SOURCE EXTRACT:
------------------------------------------------------------------------
Of all the fascinating things swirling around the hyper-controversial Atlantic Yards
project in the days since last week's public hearing, the most interesting is the discussion about a possible scaling back of the project before it goes to the Empire State Development Corporation
's board for a certain vote of approval.
Is the talk of shrinkage a spontaneous move on the part of public officials who have heard the drumbeat of opposition
in Brooklyn? Or is it calculated ploy by the same powerbrokers so they can say they listened to the public while, in reality, simply cutting fat that was pre-built into project plans
in anticipation of this day?
Most likely it's the latter, but the volume and staying power of opponents has no doubt made an impression on both the public officials that have steadfastly supported Atlantic Yards and those that have supported it but have raised some questions about the top-down, unresponsive nature of the planning and approval process (either because they're genuinely troubled by spectre of Robert Moses hovering over the process or because they find it politically expedient to make it look like they are).
------------------------------------------------------------------------
STORED DATA:
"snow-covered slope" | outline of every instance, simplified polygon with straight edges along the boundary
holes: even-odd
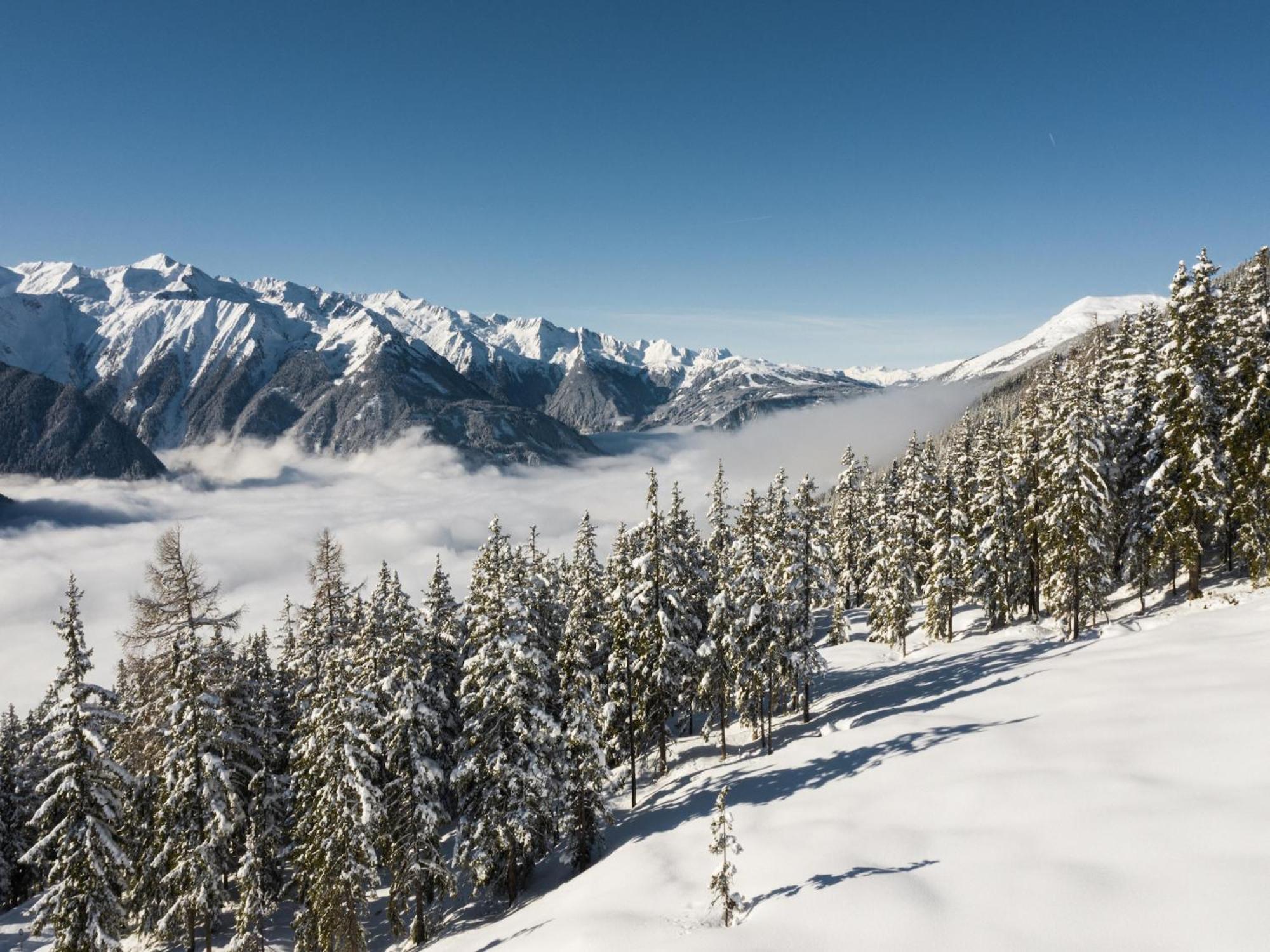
------------------------------------------------------------------------
TASKS:
**1.** In the Atlantic Yards passage, whose board is the project headed to for a vote of approval?
**2.** Name every project, organization, place, and person that the Atlantic Yards passage mentions by proper name.

RESULTS:
**1.** The Empire State Development Corporation's board.

**2.** Atlantic Yards, Empire State Development Corporation, Brooklyn, Robert Moses